- [Your instructions]
Exactly as written, retype all of the records that come next.
BEGIN Given data
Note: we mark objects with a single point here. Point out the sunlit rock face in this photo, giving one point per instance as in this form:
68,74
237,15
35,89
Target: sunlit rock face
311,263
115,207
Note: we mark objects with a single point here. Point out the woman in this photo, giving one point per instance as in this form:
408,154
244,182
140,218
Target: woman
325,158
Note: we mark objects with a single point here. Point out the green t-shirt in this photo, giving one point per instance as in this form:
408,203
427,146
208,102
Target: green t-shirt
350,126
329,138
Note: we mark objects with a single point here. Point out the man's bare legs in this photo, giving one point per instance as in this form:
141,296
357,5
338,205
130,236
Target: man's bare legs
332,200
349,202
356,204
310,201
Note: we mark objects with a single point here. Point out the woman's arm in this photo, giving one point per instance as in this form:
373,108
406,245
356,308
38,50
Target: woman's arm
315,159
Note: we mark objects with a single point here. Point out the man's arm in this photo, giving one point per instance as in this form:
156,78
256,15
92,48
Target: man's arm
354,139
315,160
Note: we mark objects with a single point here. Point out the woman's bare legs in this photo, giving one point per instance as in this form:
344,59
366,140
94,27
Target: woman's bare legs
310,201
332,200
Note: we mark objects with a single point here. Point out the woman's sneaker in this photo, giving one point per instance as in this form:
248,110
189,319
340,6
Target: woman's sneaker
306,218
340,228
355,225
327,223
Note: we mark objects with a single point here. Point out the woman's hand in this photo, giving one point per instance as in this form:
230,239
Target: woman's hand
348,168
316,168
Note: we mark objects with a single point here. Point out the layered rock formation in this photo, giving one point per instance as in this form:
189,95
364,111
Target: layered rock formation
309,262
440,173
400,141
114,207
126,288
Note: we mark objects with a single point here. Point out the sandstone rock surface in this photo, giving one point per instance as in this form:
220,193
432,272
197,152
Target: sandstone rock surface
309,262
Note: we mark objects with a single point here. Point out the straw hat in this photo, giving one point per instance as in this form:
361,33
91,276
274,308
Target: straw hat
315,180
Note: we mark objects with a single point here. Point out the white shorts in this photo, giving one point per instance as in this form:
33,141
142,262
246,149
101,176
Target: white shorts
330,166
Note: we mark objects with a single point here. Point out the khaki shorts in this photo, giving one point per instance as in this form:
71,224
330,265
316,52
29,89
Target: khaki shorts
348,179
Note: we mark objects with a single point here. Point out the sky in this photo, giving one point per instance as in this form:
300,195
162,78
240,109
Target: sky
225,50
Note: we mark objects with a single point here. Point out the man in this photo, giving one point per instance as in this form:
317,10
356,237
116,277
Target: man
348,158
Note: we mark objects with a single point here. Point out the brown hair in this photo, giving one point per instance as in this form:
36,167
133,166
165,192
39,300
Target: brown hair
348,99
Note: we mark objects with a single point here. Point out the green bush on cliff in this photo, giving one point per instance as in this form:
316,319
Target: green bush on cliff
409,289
END Given data
- [Solution to this task]
Note: we mark objects with a single point here. Point out the sunlit rock face in this photo, giving one point per instance as in this form:
68,74
237,15
35,89
Target: sunlit rock face
311,263
115,207
Note: we mark objects with a single point here. Point out the woman in this photo, giving one point per instance as in this form:
408,154
244,182
140,218
Target: woman
325,158
Note: we mark objects with a single point here. Point out the green t-shirt in this photo, giving one point per instance as in this form:
408,203
427,146
208,102
Target: green t-shirt
350,126
329,138
Note: we mark objects with a single point here. Point out the man's bare legs in this photo, giving one point per instance as in this form:
141,296
357,5
338,205
130,236
Target: man's bare legs
332,200
349,202
356,204
310,201
Note: we mark objects with a single point here. Point out the woman's arm in this photo, giving one point per instance as in this form:
373,108
406,245
356,308
38,50
Target: woman's arm
315,159
Note: we mark objects with a single point here. Point out the man's arm in this photo, giving one point per instance as in this form:
156,78
256,15
92,48
Target: man's arm
354,139
315,160
Note: we mark objects with a single point here. Point out the woman's bare legs in this photo, giving one point per instance as in this form:
344,59
366,140
94,27
Target: woman's bare legs
310,201
332,200
Note: we mark objects with a single point here. Point out the woman's sneaker in this photo, giving one point per instance as in this form:
248,110
189,319
340,6
Target: woman's sneaker
306,218
340,228
355,225
327,223
Note: we mark objects with a single point here. Point out the woman's hand in this photo, giving one point per instance as in this form:
230,239
Target: woman's hand
348,168
316,168
Note: we mark objects with a single point here. Point out the layered rock formation in this photo, giving one point per instance as in this form:
189,95
364,111
Target: layered rock formation
309,262
440,173
400,141
114,207
126,288
Note: we mark objects with a single point here. Point out the sandstone rock surface in this photo, giving one point per instance as in this form:
220,193
432,272
197,152
Target: sandstone rock surface
309,262
Note: we mark objects with a single point here. Point out the straw hat in this photo, giving one point per instance as in this form:
361,33
91,276
274,308
Target: straw hat
315,180
Note: we mark objects with a single point here. Point out the white shorts in this photo, giving one point per instance as in this form:
33,141
142,262
246,149
101,176
Target: white shorts
330,166
Note: we mark objects with a single point here. Point out the khaki shorts in this photo, giving one point per instance as in this form:
71,224
330,265
316,52
29,89
Target: khaki shorts
348,179
Note: we mark objects with a single point here. Point out the sky in this photo, giving one point per instance as in this form:
300,195
162,78
240,109
Target: sky
225,50
Note: we mark objects with a single point here. Point out the man in this photo, giving one point per instance as in this form:
317,10
356,237
116,277
Target: man
348,158
Note: we mark objects with a single point here. Point out the brown hair in this photo, giving one point per instance as in this form:
36,167
133,166
165,192
39,300
Target: brown hair
348,99
Note: we mark objects with a single point here. Point out the green bush on cliff in this photo, giving one point per instance as in this form:
316,319
Target: green bush on cliff
409,289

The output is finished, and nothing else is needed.